PROMPT 1
According to the commentary on political parties, what is the Justicialist Party in Argentina more commonly known as?
PROMPT 2
Please return the commentary on political parties word for word from "For comparison, the" to "that represents him.".
PROMPT 3
Carry the commentary on political parties forward, starting after its final sentence.

For comparison, the Democratic Party did indeed produce a new platform at their convention where a wide array of speakers represented different aspects of the party. This included disillusioned Republicans like John Kasich with individuals from the left wing of the party like Bernie Sanders, Elizabeth Warren, and Alexandria Ocasio-Cortez who not only differ from Biden but also have been extremely critical of him in the past (Ocasio-Cortez insinuated that he shouldn’t be in the party at one point). The convention also included speeches from Hillary Clinton and Barack Obama the party’s most recent candidate and president (That pesky Post Office must have lost George Bush and Romney’s invitation to the RNC). Obviously, the nominating convention was about Biden but it was also about the larger party he represents not the electoral vehicle that represents him.
When political parties cease to represent ideas or causes and become mere vehicles of mobilization the entire political system suffers. Voters no longer know where the candidates they are deciding between stand or who will most closely mirror their beliefs on the nation stage. The system of representation breaks down. This problem will not magically disappear with Trump either. One need only look to the Justicialist Party in Argentina, more commonly known as the Peronist Party. More than 45 years after his death the party mythology still emanates from Juan Perón and his wife Eva. There is no guarantee the Republican Party can escape a similar fate as it submits its entire identity to Donald Trump whose family may well go on to dominate the party for years to come. The GOP resolution adeptly declared, “All platforms are snapshots of the historical contexts in which they are born.” This is indeed a snapshot of the history of the Republican Party and it is a sad one.

DATA
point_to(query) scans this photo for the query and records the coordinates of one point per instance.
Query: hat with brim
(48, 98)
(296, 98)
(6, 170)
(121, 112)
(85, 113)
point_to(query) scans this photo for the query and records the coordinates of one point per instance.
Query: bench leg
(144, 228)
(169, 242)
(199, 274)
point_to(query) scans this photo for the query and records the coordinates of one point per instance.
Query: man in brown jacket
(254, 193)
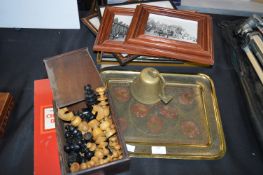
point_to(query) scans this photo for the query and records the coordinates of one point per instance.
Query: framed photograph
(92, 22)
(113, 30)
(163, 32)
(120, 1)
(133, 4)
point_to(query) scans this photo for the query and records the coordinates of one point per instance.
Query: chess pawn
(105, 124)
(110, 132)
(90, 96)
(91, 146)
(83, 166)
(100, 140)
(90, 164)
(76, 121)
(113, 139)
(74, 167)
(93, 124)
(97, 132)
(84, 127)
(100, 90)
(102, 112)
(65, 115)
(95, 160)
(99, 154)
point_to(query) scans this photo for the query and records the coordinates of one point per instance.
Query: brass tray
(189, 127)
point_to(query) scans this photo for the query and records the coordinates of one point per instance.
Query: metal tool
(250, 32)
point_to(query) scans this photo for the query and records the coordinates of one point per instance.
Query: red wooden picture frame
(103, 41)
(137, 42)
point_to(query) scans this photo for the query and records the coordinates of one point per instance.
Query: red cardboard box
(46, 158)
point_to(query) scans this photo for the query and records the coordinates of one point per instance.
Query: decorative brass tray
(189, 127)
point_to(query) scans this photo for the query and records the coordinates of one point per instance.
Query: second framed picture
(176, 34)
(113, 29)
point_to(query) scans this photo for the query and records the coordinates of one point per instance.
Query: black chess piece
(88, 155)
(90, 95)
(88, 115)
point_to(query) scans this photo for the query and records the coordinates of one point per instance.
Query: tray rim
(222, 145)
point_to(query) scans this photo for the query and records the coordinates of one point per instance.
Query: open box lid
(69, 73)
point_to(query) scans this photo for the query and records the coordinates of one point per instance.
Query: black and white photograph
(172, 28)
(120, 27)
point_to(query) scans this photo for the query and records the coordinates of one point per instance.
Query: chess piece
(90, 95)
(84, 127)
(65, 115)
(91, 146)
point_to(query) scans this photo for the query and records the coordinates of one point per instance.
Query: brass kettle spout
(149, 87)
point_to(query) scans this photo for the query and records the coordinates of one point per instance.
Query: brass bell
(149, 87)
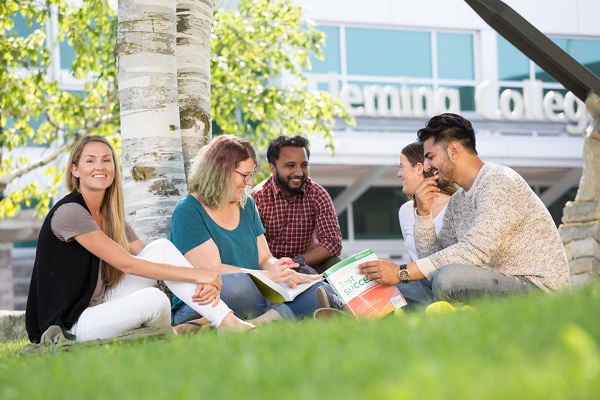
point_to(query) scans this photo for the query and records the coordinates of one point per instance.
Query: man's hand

* * *

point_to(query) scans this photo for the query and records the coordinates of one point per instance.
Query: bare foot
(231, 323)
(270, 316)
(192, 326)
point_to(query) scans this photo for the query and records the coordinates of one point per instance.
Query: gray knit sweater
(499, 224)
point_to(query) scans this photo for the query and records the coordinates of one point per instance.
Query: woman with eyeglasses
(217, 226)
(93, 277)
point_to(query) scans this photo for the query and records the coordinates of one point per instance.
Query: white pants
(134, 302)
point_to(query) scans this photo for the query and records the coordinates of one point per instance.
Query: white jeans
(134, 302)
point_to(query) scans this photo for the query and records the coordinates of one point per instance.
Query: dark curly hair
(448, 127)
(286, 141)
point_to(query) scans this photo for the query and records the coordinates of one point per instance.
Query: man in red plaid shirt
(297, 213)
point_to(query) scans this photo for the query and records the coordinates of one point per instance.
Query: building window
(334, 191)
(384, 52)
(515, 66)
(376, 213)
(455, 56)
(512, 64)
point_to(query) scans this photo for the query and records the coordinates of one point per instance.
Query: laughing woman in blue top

---

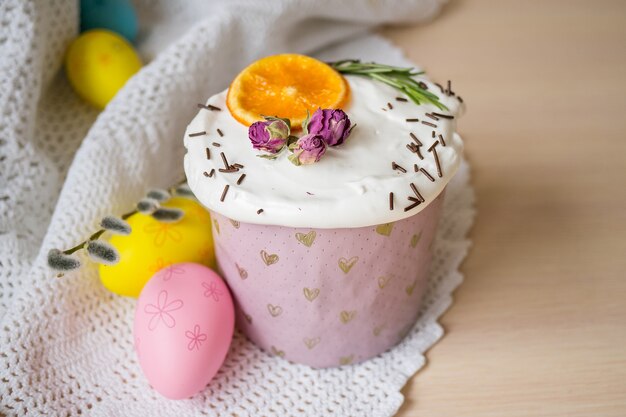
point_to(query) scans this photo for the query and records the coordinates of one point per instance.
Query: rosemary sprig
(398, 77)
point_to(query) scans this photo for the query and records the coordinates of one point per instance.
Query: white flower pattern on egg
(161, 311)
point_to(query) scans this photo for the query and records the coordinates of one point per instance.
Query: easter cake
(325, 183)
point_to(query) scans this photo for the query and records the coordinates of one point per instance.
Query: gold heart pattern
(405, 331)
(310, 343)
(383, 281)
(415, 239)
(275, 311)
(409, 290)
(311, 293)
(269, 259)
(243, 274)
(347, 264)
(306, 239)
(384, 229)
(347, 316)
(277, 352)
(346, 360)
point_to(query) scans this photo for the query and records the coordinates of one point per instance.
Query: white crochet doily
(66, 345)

WRITTEN RESPONSE 1
The Peronist Party.

WRITTEN RESPONSE 2
For comparison, the Democratic Party did indeed produce a new platform at their convention where a wide array of speakers represented different aspects of the party. This included disillusioned Republicans like John Kasich with individuals from the left wing of the party like Bernie Sanders, Elizabeth Warren, and Alexandria Ocasio-Cortez who not only differ from Biden but also have been extremely critical of him in the past (Ocasio-Cortez insinuated that he shouldn’t be in the party at one point). The convention also included speeches from Hillary Clinton and Barack Obama the party’s most recent candidate and president (That pesky Post Office must have lost George Bush and Romney’s invitation to the RNC). Obviously, the nominating convention was about Biden but it was also about the larger party he represents not the electoral vehicle that represents him.

WRITTEN RESPONSE 3
Sources:
· “Resolution Regarding the Republican Party Platform.” Party Resolution, August 2020. https://prod-cdn-static.gop.com/docs/Resolution_Platform_2020.pdf?_ga=2.165306300.2055661719.1598124638-455285808.1584478680.
· Epstein, Reid J. “The G.O.P. Delivers Its 2020 Platform. It’s From 2016.” The New York Times, August 25, 2020, sec. U.S.
· Forgey, Quint. “AOC: ‘In Any Other Country, Joe Biden and I Would Not Be in the Same Party.’” POLITICO, January 6, 2020. https://www.politico.com/news/2020/01/06/alexandria-ocasio-cortez-joe-biden-not-same-party-094642.
· Brand, Anna. “House Speaker Paul Ryan Says He Won’t Defend Trump.” NBC News, October 10, 2016. https://www.nbcnews.com/politics/2016-election/paul-ryan-says-he-won-t-defend-donald-trump-n663711.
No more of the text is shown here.